Only a number is wanted: the count of lines in this listing that contain "below".

## Data to process

*** Block opens ***

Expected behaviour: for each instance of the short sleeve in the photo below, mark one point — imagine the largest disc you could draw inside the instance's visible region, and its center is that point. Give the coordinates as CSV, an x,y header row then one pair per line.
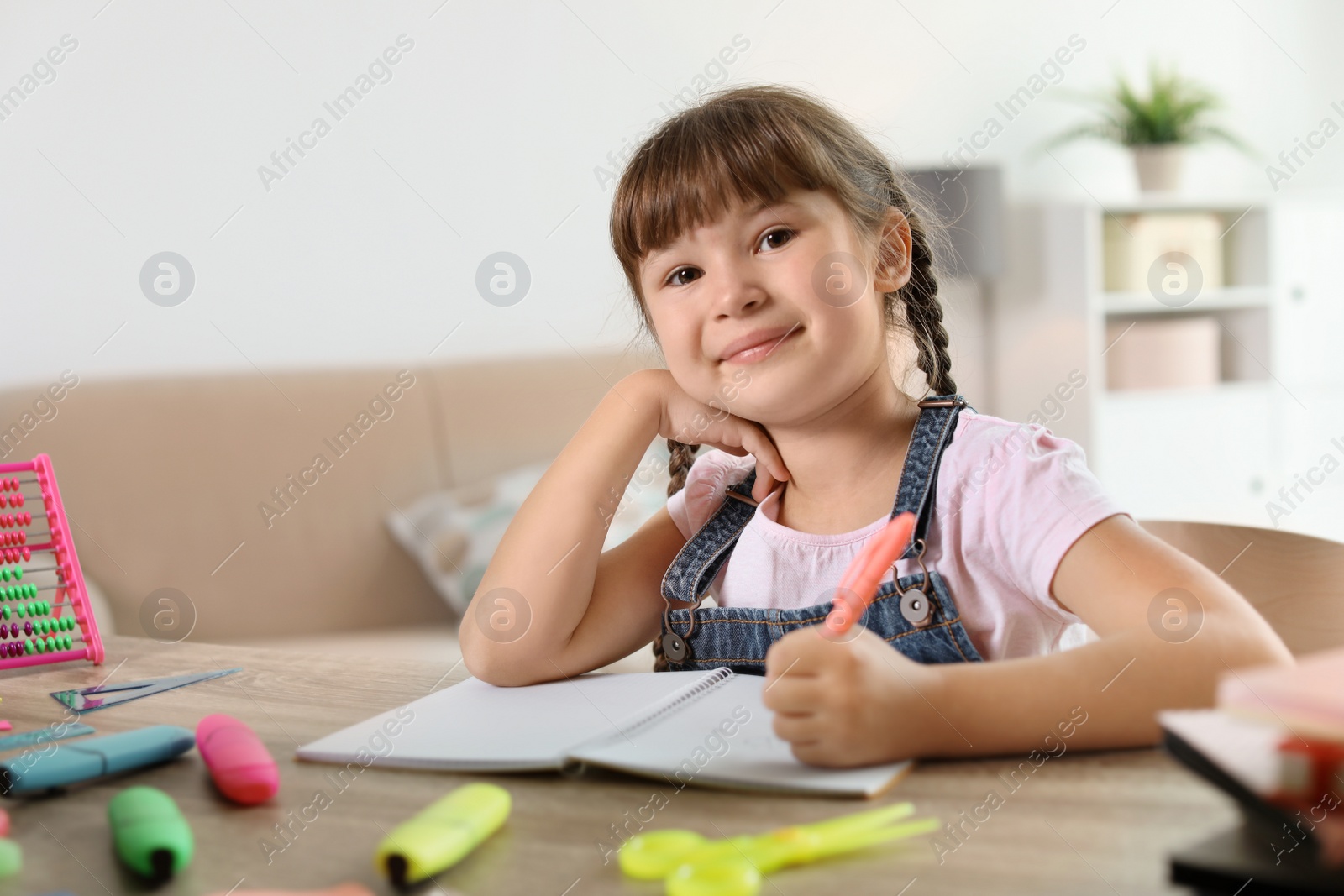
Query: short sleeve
x,y
1038,497
706,483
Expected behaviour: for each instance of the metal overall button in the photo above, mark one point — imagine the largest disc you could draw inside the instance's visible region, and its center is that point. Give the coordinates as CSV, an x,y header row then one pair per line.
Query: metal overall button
x,y
676,647
916,604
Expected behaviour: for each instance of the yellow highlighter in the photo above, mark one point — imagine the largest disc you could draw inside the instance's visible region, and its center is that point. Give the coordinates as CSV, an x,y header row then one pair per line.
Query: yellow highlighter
x,y
443,833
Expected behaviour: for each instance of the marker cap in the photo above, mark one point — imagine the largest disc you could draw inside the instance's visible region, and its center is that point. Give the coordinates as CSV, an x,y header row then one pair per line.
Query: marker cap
x,y
445,832
150,832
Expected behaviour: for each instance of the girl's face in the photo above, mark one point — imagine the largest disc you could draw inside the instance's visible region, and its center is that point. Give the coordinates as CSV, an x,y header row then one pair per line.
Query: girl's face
x,y
769,312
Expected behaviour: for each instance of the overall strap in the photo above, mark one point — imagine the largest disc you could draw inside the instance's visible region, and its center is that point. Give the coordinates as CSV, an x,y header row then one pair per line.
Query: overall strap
x,y
698,563
705,553
920,477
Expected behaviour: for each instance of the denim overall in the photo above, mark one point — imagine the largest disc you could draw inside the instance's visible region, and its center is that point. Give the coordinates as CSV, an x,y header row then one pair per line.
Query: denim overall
x,y
916,614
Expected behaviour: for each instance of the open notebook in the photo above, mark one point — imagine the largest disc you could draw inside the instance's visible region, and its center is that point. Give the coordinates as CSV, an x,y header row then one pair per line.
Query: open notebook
x,y
706,728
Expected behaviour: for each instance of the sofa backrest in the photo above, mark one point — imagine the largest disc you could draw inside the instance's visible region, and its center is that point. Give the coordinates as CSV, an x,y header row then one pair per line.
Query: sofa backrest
x,y
261,497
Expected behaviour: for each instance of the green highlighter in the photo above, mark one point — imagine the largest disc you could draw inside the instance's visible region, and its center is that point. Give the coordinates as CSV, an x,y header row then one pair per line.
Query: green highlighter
x,y
150,832
443,835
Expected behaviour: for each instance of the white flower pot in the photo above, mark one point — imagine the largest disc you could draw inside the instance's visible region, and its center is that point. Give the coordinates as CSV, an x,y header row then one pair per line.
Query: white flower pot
x,y
1159,167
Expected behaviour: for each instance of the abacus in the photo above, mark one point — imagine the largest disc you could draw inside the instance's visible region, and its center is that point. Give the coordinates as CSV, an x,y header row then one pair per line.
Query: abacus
x,y
45,610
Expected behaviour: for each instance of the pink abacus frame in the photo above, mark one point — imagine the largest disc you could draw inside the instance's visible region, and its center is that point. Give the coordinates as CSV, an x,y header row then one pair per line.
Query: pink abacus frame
x,y
69,590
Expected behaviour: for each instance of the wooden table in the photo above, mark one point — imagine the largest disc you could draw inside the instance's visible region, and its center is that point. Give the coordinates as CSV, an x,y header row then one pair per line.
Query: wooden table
x,y
1081,824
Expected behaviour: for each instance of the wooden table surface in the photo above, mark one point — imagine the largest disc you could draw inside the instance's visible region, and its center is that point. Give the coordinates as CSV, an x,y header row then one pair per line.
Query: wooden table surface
x,y
1081,824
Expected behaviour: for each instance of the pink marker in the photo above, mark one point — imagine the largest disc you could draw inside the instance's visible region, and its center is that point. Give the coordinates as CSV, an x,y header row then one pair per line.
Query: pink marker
x,y
239,761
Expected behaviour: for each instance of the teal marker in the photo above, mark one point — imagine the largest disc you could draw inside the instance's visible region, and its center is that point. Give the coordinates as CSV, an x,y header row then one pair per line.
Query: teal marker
x,y
150,833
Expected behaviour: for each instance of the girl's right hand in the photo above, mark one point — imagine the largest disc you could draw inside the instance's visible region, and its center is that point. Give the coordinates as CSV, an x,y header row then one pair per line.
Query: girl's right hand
x,y
691,421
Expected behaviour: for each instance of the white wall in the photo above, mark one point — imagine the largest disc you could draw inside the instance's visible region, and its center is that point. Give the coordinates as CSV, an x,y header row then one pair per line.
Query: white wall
x,y
487,137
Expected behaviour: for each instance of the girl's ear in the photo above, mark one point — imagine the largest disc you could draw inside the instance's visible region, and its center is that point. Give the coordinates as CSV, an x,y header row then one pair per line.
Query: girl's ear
x,y
894,253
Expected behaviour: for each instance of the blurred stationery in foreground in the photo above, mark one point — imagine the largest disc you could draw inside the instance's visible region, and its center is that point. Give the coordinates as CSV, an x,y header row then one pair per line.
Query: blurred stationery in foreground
x,y
1276,743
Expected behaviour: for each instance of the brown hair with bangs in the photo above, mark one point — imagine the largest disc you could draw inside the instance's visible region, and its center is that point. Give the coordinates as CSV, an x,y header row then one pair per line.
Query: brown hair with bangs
x,y
756,144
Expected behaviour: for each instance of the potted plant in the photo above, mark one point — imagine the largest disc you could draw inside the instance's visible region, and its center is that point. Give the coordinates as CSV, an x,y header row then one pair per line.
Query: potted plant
x,y
1155,128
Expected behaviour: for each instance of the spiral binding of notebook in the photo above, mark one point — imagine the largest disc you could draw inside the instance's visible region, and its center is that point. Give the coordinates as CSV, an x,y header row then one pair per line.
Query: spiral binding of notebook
x,y
45,610
674,701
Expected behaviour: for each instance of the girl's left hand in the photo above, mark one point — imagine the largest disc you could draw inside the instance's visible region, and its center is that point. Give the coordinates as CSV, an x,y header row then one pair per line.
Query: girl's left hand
x,y
850,701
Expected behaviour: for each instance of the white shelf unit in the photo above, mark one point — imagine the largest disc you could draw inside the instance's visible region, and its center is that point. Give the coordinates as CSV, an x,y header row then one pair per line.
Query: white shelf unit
x,y
1218,453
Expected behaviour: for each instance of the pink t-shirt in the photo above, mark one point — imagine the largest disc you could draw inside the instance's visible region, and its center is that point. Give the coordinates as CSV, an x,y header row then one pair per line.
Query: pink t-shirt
x,y
1011,501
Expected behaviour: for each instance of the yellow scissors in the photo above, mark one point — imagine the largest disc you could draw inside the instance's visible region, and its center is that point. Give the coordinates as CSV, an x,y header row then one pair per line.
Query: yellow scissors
x,y
696,866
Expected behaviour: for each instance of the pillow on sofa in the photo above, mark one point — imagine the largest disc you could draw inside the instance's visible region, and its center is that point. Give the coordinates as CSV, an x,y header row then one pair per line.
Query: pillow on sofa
x,y
454,532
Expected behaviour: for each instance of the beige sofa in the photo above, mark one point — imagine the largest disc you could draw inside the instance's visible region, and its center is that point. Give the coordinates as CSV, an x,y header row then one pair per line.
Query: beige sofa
x,y
168,481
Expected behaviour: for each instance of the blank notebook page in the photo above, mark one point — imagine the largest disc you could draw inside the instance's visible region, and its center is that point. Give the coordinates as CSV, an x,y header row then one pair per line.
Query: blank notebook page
x,y
474,725
752,757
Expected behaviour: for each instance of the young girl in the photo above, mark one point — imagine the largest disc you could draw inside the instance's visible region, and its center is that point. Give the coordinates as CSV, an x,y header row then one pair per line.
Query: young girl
x,y
783,268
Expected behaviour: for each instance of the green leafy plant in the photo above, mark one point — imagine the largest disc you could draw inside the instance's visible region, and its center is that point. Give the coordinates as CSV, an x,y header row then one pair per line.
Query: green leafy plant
x,y
1175,110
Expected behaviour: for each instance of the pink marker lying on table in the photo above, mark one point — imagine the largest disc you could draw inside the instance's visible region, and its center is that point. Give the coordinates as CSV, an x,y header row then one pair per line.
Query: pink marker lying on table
x,y
239,761
860,580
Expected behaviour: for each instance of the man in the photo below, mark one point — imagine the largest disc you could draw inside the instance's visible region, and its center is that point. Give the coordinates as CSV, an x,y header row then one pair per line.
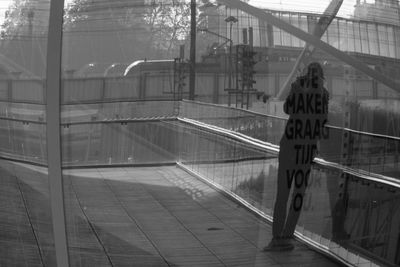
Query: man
x,y
307,107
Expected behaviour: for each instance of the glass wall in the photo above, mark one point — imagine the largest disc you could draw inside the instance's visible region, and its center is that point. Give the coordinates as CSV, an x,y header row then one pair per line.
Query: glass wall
x,y
26,223
125,77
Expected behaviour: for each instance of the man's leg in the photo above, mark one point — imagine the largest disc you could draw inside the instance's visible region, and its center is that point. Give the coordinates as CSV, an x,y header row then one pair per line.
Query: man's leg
x,y
284,183
297,201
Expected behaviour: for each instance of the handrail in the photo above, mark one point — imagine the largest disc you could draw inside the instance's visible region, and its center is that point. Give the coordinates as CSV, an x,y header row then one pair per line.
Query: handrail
x,y
271,148
282,118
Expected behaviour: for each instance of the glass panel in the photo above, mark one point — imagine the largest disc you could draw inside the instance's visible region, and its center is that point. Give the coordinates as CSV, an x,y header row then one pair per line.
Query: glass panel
x,y
333,34
364,38
351,36
392,44
343,35
357,37
397,35
383,40
26,227
126,122
286,37
375,44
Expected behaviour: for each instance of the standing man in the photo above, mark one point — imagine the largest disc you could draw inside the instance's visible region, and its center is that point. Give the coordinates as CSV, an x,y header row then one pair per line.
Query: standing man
x,y
307,107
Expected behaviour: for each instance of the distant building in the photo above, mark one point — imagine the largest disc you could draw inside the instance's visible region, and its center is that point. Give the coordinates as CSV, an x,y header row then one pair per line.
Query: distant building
x,y
382,11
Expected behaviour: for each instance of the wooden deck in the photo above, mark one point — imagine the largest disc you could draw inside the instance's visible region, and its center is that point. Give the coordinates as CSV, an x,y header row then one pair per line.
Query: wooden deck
x,y
159,216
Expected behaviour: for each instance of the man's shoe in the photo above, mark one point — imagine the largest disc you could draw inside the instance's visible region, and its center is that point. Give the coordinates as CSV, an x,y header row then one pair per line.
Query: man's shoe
x,y
279,245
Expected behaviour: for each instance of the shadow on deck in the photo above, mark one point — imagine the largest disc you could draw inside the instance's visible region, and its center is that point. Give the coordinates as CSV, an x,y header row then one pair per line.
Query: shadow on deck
x,y
158,216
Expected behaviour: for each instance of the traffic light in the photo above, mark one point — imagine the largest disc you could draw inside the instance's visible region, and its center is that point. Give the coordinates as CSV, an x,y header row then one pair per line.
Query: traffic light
x,y
248,63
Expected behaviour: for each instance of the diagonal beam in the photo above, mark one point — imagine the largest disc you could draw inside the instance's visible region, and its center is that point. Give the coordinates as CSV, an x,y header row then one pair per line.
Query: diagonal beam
x,y
305,55
315,41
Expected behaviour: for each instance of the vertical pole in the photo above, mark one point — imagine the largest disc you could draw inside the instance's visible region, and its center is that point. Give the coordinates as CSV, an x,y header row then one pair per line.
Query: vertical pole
x,y
53,85
192,75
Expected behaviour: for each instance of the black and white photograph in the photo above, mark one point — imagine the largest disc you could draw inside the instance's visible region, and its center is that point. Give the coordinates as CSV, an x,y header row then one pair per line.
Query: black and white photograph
x,y
199,133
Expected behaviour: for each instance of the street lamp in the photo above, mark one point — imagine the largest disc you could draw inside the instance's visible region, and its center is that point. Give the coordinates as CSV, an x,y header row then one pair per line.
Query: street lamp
x,y
231,20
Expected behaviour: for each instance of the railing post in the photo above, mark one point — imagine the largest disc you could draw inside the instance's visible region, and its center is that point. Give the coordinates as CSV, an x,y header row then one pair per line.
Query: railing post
x,y
53,86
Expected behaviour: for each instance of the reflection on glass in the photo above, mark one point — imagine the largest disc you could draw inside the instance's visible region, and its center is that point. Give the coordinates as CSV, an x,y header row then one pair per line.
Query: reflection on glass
x,y
26,230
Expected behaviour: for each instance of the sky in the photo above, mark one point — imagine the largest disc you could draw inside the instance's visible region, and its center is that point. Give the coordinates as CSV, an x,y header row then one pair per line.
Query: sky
x,y
289,5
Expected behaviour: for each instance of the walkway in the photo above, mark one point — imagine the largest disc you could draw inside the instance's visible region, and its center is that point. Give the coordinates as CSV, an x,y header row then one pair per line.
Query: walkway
x,y
159,216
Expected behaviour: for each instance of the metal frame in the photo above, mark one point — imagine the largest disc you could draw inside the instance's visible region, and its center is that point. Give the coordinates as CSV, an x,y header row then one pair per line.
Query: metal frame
x,y
53,85
308,38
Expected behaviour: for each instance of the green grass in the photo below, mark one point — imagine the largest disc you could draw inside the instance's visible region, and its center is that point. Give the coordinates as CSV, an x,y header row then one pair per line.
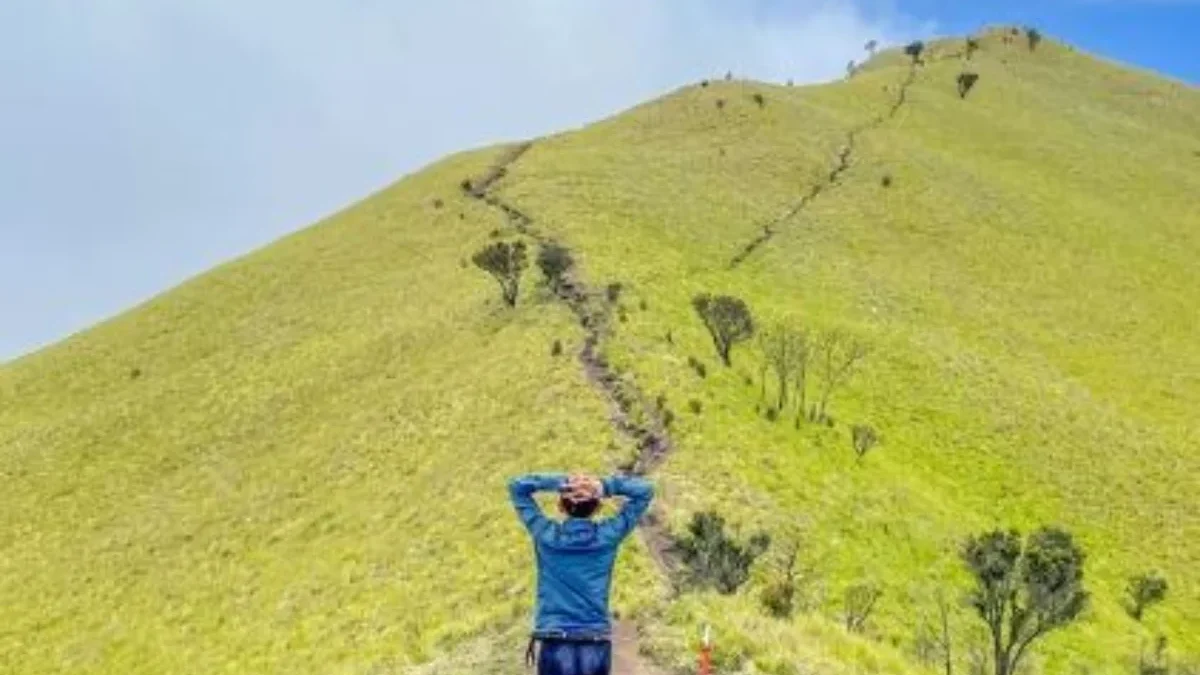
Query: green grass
x,y
309,473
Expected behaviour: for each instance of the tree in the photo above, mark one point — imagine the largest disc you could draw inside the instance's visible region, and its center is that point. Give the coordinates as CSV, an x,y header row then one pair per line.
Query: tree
x,y
714,559
972,46
859,602
555,261
727,320
779,596
966,81
786,352
1035,37
913,49
838,353
1143,592
864,437
1021,593
505,262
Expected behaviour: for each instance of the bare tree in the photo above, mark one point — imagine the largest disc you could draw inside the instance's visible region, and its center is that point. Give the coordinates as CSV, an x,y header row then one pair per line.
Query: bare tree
x,y
786,352
1144,592
838,353
864,438
727,320
504,262
861,601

*** Block closes ***

## Answer
3